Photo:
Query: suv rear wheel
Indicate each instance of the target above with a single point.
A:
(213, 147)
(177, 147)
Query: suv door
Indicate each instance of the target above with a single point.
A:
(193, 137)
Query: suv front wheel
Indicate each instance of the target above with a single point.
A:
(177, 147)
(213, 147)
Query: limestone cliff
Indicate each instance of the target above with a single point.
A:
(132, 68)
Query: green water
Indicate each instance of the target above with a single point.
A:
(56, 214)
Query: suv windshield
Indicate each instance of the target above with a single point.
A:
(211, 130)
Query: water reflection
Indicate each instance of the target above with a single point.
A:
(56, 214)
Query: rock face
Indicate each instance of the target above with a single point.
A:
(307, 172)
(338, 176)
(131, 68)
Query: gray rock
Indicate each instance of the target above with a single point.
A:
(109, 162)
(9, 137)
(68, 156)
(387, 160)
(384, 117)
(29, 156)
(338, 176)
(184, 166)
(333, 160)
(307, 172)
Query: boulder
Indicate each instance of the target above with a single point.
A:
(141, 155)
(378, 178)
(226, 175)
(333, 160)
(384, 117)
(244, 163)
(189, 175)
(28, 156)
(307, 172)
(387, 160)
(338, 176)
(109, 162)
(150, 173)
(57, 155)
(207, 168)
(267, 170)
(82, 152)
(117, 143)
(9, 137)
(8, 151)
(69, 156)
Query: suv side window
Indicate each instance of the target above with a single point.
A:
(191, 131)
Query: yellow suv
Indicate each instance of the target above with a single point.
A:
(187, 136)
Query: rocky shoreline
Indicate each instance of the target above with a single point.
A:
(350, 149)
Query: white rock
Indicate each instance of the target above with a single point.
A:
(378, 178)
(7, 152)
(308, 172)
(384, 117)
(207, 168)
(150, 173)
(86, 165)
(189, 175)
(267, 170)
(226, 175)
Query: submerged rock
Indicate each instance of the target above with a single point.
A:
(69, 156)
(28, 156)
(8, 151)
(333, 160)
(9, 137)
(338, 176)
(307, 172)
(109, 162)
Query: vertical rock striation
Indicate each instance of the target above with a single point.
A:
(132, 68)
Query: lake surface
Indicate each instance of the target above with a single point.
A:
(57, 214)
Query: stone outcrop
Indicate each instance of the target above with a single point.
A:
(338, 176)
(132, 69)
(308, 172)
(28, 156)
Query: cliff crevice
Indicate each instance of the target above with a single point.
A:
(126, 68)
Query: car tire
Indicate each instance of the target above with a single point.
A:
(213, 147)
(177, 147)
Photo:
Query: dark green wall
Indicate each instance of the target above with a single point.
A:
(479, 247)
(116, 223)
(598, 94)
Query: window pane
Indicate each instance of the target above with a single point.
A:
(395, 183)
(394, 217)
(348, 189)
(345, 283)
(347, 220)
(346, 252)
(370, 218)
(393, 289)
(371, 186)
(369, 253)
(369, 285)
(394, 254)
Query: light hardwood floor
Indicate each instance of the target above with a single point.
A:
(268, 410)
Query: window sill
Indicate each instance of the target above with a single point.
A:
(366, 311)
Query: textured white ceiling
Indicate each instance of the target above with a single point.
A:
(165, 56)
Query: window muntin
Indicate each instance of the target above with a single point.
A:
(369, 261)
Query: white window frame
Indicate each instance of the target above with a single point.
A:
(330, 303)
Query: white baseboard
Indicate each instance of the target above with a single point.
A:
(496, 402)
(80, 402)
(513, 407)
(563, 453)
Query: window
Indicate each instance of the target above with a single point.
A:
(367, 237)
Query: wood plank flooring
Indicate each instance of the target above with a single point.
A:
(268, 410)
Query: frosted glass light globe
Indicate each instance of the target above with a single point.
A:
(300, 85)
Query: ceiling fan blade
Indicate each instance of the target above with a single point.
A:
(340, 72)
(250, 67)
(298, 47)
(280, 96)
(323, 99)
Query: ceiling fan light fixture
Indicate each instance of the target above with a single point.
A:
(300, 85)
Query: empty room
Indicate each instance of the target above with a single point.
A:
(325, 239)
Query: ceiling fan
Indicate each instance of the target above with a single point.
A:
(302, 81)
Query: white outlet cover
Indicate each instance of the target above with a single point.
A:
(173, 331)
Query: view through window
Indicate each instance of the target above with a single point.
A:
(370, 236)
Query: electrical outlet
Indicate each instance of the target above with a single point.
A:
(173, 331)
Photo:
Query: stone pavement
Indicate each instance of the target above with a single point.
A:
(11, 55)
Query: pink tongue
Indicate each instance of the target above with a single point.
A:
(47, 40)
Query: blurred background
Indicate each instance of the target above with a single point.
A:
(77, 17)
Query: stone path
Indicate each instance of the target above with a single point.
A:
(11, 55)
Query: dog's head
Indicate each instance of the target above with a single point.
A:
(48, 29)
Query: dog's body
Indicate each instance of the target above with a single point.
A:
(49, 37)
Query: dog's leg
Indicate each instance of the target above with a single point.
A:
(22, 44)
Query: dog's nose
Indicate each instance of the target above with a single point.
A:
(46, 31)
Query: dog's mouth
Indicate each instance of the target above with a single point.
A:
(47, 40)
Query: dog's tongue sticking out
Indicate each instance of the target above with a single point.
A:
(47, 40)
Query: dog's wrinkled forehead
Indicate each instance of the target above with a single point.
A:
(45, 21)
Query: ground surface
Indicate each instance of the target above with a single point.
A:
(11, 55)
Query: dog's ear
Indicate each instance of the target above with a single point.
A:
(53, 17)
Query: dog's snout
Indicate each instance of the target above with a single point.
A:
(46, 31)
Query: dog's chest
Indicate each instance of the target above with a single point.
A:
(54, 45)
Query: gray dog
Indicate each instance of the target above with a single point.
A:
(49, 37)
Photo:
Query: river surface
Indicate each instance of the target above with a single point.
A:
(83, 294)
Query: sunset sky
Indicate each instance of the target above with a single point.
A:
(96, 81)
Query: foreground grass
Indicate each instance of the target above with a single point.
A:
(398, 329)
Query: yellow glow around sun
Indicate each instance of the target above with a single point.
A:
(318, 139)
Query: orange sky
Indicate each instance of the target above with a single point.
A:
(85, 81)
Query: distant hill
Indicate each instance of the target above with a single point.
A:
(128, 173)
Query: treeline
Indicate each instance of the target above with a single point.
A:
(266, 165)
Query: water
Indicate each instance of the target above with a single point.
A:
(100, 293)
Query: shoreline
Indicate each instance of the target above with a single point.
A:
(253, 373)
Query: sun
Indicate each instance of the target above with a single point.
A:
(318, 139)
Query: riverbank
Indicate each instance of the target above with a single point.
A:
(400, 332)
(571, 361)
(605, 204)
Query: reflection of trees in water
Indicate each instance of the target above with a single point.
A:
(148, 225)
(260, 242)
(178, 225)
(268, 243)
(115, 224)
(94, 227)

● ● ● ●

* **Instructions to follow**: Reproduce each record above exactly, keeping every word as it stands.

* **Exercise output**:
Photo:
Query: suv rear wheel
Indicate each instance of the target above with a single point.
A:
(213, 147)
(177, 147)
Query: suv door
Indicate each instance of the target above with a single point.
A:
(193, 137)
Query: suv front wheel
Indicate each instance of the target above with a single point.
A:
(177, 147)
(213, 147)
Query: limestone cliff
Indicate each instance of the target above with a single point.
A:
(132, 68)
Query: green water
Indicate each instance of the target above with a single point.
A:
(56, 214)
Query: suv windshield
Indicate each instance of the target above with a single point.
A:
(211, 130)
Query: water reflection
Indicate each instance of the target above with a single point.
A:
(56, 214)
Query: rock face
Indicate each instance of the target above with a single point.
A:
(307, 172)
(338, 176)
(131, 68)
Query: gray rock
Indicate each instance of the target above with a single point.
A:
(109, 162)
(9, 137)
(68, 156)
(387, 160)
(384, 117)
(29, 156)
(338, 176)
(184, 166)
(333, 160)
(307, 172)
Query: boulder
Indicate each instance of the target above with a single point.
A:
(141, 155)
(378, 178)
(226, 175)
(333, 160)
(384, 117)
(244, 163)
(189, 175)
(28, 156)
(307, 172)
(387, 160)
(338, 176)
(109, 162)
(150, 173)
(57, 155)
(207, 168)
(267, 170)
(82, 152)
(117, 143)
(9, 137)
(8, 151)
(69, 156)
Query: suv side window
Indicate each instance of the target above with a single point.
A:
(191, 131)
Query: yellow suv
Indicate each instance of the target above with a single point.
A:
(187, 136)
Query: rocky shoreline
Indicate each instance of the target above with a single point.
A:
(350, 149)
Query: white rock
Indicate each instance of the target above with a single point.
A:
(378, 178)
(7, 152)
(308, 172)
(384, 117)
(207, 168)
(150, 173)
(86, 165)
(189, 175)
(267, 170)
(226, 175)
Query: submerged rock
Indicate each instance of the target above with a single point.
A:
(69, 156)
(28, 156)
(8, 151)
(333, 160)
(9, 137)
(338, 176)
(307, 172)
(109, 162)
Query: vertical rock striation
Indicate each instance of the target above with a single point.
A:
(132, 68)
Query: lake surface
Indicate each instance of the target above with a single point.
A:
(57, 214)
Query: stone outcrop
Indicate each instance of the target above with a single point.
A:
(338, 176)
(132, 69)
(308, 172)
(28, 156)
Query: cliff crevice
Indicate each instance of the target above with a single point.
A:
(126, 68)
Query: car tire
Indicate each instance of the target above with a single point.
A:
(213, 147)
(177, 147)
Photo:
Query: dark green wall
Indicate each instance of the target above with a single point.
A:
(479, 247)
(116, 223)
(598, 94)
Query: window pane
Indicate each instance of the target above with a single point.
A:
(395, 183)
(394, 217)
(348, 189)
(345, 283)
(347, 220)
(346, 252)
(370, 218)
(393, 289)
(371, 186)
(369, 253)
(369, 285)
(394, 254)
Query: light hardwood floor
Indicate each instance of the target above with a single point.
A:
(268, 410)
Query: window sill
Indicate each instance of the target above with a single point.
A:
(366, 311)
Query: textured white ceiling
Indicate each instance of the target above with a single point.
A:
(165, 56)
Query: window muntin
Indicate each instance of the target above with a single point.
A:
(369, 261)
Query: white window frame
Indicate each instance of the target above with a single point.
A:
(330, 303)
Query: white baseboard
Indicate each instance of the target above with a single point.
A:
(496, 402)
(80, 402)
(513, 407)
(563, 453)
Query: window
Indicate each instance of the target above with a single point.
A:
(367, 237)
Query: wood plank flooring
Indicate each instance of the target above with a single point.
A:
(268, 410)
Query: frosted glass light globe
Indicate each instance of the target above with a single point.
A:
(300, 85)
Query: ceiling fan blade
Indicate each instance of the target above with a single point.
A:
(340, 72)
(250, 67)
(298, 47)
(280, 96)
(323, 99)
Query: ceiling fan light fixture
Indicate each instance of the target above with a single point.
A:
(300, 85)
Query: empty room
Indicate each instance of the target above with a single point.
A:
(325, 239)
Query: ceiling fan
Indicate each instance of the target above with a single point.
A:
(302, 81)
Query: white outlet cover
Indicate each instance of the target above with a single point.
A:
(173, 331)
Query: view through window
Indicate each instance of the target above with a single point.
A:
(370, 236)
Query: electrical outlet
Indicate each instance of the target above with a single point.
A:
(173, 331)
Photo:
Query: stone pavement
Indicate each instance of the target above with a single point.
A:
(11, 55)
Query: pink tongue
Indicate each instance of the target above with a single point.
A:
(47, 40)
Query: blurred background
Indicate each instance of the target above with a single point.
A:
(77, 17)
Query: stone path
Indicate each instance of the target above with a single point.
A:
(11, 55)
Query: dog's head
Indicate each instance of the target above with a single point.
A:
(48, 29)
Query: dog's body
Indicate each instance of the target above with a single point.
A:
(49, 37)
Query: dog's leg
Indicate each instance of the target above with a single point.
A:
(22, 44)
Query: dog's nose
Indicate each instance of the target above with a single point.
A:
(46, 31)
Query: dog's mouth
Indicate each instance of the target above with a single point.
A:
(47, 40)
Query: dog's tongue sticking out
Indicate each instance of the target above with a single point.
A:
(47, 40)
Query: dog's wrinkled forehead
Indicate each instance of the target above with a single point.
A:
(45, 21)
Query: ground surface
Indicate each instance of the target above with a single point.
A:
(11, 55)
Query: dog's ear
Indicate each instance of the target above with a single point.
A:
(53, 17)
Query: dog's snout
Indicate each instance of the target above with a single point.
A:
(46, 31)
Query: dog's chest
Indicate each instance of the target above with a single point.
A:
(54, 45)
Query: gray dog
Indicate each instance of the target above with a single point.
A:
(49, 37)
Photo:
Query: river surface
Indicate each instance of the target above with a single point.
A:
(83, 294)
Query: sunset sky
Indicate each instance of the target above with a single point.
A:
(96, 81)
Query: foreground grass
Indicate each instance of the target above with a single point.
A:
(398, 329)
Query: yellow glow around sun
Indicate each instance of the target above with a single point.
A:
(318, 139)
Query: orange sky
Indicate each instance of the target above with a single point.
A:
(85, 81)
Query: distant hill
Indicate each instance of the target above with a single point.
A:
(128, 173)
Query: treeline
Indicate each instance of the target above with a single point.
A:
(266, 165)
Query: water
Indicate each instance of the target above with a single point.
A:
(100, 293)
Query: shoreline
Indicate each instance of the target above with a single point.
A:
(253, 373)
Query: sun
Indicate each instance of the target above with a single point.
A:
(318, 139)
Query: riverbank
Indicate each instance of the target above with a single point.
A:
(400, 332)
(571, 361)
(605, 204)
Query: reflection of trees in water
Indicate each instance of the target above with a single point.
A:
(148, 225)
(260, 242)
(178, 225)
(268, 243)
(115, 224)
(94, 227)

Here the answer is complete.